--- TASK GOAL ---
Identify each line in the data below that contains the word "tree" and copy those lines out in full.

-------- PROVIDED RECORDS --------

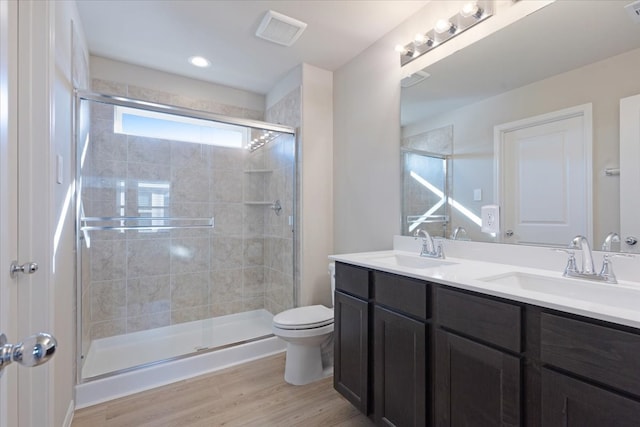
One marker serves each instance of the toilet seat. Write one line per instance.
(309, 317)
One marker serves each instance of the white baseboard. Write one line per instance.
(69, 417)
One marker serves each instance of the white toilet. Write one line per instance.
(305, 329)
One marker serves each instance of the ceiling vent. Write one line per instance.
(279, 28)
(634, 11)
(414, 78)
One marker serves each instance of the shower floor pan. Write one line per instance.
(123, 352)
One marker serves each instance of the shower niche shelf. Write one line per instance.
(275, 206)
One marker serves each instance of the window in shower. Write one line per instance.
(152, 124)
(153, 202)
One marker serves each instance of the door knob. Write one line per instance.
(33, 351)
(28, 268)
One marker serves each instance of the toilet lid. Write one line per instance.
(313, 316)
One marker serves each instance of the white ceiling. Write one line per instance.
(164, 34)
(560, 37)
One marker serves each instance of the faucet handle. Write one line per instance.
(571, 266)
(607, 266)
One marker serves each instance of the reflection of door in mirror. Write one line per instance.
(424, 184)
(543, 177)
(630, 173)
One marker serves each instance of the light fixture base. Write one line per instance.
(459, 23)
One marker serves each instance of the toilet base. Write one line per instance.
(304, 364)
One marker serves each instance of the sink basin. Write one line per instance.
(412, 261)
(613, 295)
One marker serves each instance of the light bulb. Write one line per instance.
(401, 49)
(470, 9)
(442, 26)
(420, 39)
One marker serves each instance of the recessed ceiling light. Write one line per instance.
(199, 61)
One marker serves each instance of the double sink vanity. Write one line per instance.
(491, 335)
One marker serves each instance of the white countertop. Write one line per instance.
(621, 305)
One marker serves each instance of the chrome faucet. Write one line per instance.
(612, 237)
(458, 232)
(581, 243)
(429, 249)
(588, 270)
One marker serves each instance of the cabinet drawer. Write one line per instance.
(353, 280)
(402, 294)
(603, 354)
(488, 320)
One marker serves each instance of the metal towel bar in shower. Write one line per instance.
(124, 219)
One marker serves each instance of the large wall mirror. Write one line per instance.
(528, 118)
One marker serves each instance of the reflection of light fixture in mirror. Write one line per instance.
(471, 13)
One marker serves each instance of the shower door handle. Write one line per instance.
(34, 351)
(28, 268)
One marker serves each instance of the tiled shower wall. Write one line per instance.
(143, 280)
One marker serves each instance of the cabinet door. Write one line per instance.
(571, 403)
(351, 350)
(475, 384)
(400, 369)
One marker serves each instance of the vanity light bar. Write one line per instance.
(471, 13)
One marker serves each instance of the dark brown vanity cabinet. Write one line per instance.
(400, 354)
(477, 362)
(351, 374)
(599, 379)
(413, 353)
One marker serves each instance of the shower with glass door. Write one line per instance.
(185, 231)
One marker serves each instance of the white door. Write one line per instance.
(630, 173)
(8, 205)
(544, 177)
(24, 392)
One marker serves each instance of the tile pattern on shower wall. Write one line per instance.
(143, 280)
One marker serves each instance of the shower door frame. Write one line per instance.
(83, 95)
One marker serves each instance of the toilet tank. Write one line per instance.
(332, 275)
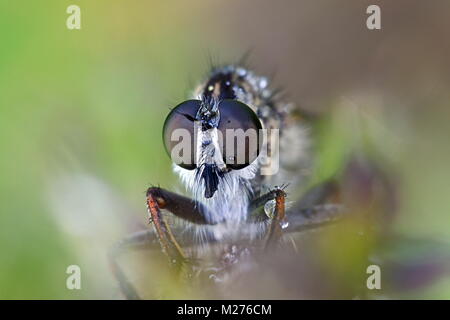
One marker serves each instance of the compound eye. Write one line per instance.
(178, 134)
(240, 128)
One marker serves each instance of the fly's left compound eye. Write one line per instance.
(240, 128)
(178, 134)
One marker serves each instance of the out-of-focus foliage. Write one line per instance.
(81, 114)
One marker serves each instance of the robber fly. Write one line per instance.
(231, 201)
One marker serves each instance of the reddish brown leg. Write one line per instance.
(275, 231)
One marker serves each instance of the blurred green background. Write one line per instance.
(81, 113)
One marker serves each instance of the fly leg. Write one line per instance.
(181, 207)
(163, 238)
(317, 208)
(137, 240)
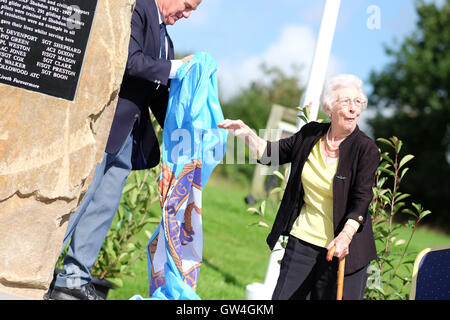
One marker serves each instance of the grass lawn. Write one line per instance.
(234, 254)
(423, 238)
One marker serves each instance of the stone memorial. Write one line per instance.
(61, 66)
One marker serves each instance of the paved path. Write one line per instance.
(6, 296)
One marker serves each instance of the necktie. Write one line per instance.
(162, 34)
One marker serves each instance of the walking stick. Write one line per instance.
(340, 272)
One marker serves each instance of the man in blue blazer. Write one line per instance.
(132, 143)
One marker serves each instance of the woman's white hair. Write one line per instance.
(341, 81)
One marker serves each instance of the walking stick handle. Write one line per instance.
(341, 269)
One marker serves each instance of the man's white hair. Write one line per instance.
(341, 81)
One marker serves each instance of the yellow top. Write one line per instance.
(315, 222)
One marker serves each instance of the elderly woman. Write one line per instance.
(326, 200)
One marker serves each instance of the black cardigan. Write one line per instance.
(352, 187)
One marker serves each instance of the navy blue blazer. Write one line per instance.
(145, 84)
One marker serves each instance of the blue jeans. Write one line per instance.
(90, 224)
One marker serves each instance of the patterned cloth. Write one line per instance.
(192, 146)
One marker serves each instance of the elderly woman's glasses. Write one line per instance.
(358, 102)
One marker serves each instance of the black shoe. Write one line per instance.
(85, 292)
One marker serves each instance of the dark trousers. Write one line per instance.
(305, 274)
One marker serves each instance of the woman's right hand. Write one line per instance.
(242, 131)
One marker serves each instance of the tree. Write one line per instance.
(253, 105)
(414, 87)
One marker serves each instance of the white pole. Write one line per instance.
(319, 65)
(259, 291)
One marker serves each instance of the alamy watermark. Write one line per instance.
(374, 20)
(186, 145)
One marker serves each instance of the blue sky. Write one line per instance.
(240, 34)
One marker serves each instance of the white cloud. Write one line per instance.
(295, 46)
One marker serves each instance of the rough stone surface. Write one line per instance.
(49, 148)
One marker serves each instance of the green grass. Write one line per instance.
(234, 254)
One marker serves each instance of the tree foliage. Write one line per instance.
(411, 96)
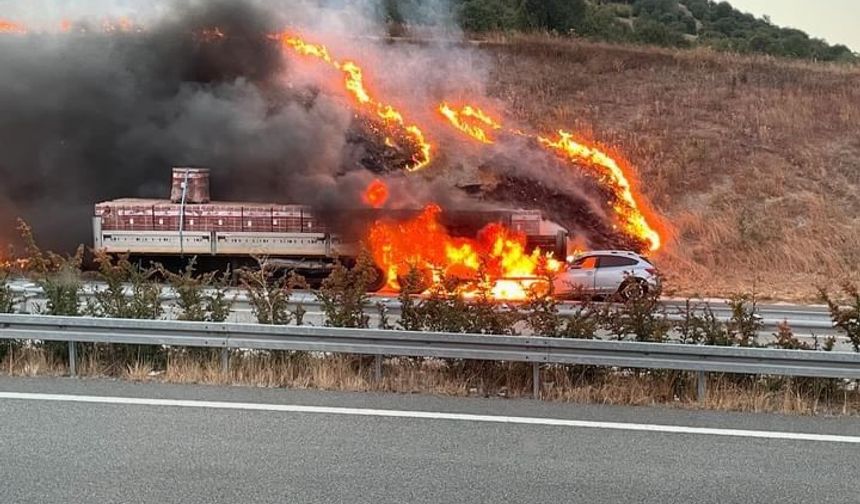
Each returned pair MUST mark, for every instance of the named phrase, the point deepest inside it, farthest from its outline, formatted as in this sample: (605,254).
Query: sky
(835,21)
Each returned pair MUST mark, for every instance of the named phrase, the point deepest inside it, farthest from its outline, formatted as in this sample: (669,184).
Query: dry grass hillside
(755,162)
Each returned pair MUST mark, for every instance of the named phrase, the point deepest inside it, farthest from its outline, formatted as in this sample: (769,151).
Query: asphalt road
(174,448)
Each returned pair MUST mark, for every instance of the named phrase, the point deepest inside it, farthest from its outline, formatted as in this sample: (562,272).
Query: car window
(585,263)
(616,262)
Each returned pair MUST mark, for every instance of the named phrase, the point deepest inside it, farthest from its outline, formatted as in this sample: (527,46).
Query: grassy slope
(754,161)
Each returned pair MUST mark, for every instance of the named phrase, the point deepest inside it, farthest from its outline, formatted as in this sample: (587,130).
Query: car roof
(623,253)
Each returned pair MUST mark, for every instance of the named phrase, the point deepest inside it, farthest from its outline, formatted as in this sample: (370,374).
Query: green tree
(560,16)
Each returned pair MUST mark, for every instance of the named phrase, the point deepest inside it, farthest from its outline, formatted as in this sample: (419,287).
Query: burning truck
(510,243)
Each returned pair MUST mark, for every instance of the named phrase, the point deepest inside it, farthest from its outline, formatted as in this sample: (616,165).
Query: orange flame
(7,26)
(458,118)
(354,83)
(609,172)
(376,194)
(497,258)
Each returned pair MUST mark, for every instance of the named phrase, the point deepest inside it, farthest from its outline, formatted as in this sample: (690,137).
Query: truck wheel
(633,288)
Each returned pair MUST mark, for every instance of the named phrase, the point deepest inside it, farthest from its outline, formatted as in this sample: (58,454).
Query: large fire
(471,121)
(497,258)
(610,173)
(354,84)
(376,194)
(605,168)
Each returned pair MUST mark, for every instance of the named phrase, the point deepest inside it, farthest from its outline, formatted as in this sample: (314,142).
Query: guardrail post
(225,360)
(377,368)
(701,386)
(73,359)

--------
-------- PROVIDED RECORDS --------

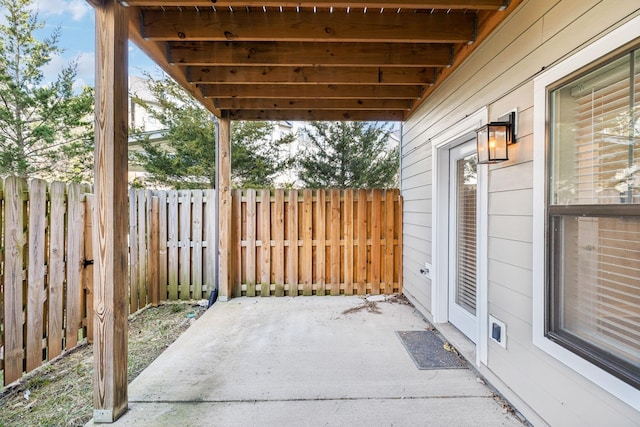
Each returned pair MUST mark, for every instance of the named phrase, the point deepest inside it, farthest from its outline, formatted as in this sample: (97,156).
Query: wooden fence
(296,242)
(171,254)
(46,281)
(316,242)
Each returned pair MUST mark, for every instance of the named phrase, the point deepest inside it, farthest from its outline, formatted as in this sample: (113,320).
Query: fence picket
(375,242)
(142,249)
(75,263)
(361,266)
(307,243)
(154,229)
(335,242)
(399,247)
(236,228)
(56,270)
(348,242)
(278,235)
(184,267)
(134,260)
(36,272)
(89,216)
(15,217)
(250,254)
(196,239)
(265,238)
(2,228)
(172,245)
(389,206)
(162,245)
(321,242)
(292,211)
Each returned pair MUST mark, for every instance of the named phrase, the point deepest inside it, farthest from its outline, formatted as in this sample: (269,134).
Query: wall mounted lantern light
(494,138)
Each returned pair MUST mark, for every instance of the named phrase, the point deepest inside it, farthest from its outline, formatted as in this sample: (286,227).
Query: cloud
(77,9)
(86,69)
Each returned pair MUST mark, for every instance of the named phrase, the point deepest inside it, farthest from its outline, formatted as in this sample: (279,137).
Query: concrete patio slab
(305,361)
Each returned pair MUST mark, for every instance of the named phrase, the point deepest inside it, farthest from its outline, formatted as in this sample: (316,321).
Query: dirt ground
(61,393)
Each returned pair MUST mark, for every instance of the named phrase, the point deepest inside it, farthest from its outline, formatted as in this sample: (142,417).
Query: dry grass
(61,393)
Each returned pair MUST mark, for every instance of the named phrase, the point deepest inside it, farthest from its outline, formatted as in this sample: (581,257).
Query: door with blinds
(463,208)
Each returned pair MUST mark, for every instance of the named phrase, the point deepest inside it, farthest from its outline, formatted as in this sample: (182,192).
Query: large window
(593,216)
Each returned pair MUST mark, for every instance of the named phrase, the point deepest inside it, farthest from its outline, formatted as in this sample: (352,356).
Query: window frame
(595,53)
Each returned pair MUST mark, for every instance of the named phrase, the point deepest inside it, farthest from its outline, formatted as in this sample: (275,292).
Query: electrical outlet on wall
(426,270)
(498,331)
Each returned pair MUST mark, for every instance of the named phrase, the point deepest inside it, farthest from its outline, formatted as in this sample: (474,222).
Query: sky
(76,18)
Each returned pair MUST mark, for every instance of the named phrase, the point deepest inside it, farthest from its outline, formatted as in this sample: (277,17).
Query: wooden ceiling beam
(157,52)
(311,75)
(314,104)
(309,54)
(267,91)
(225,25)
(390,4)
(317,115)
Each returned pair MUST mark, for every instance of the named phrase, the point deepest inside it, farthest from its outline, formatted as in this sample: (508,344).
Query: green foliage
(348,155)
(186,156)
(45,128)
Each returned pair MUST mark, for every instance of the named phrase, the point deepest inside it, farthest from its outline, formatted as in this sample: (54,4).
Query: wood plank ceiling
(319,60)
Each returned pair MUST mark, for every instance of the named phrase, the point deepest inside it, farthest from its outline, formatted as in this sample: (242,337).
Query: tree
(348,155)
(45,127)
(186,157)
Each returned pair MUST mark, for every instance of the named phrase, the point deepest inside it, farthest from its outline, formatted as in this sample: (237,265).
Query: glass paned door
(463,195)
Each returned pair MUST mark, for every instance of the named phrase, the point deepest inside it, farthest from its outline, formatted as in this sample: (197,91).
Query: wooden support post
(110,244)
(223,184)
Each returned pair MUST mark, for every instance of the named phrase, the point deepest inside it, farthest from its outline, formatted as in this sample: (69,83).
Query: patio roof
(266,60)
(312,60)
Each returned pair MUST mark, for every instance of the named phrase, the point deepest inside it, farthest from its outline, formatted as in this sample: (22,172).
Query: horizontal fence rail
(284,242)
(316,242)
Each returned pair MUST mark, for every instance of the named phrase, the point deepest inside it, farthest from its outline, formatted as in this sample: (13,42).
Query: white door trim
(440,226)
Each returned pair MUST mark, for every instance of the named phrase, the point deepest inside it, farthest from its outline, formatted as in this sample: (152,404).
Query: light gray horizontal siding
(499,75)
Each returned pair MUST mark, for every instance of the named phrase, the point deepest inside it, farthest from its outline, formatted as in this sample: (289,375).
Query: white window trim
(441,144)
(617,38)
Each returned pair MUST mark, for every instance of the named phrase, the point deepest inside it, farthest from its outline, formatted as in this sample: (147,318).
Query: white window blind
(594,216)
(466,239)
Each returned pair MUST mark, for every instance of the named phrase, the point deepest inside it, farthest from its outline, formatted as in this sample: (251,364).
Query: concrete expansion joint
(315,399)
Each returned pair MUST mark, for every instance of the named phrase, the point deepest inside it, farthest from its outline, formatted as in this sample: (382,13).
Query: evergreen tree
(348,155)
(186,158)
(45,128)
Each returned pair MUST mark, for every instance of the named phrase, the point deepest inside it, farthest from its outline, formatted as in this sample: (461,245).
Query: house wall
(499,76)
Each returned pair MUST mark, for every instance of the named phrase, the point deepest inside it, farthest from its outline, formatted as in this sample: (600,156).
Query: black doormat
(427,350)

--------

--- WRITTEN RESPONSE ---
One marker serves each instance of the tree. Write one line per instance.
One marker serves each instance of the tree foliage. Write one line per instance.
Query: green tree
Query: tree
Query: evergreen tree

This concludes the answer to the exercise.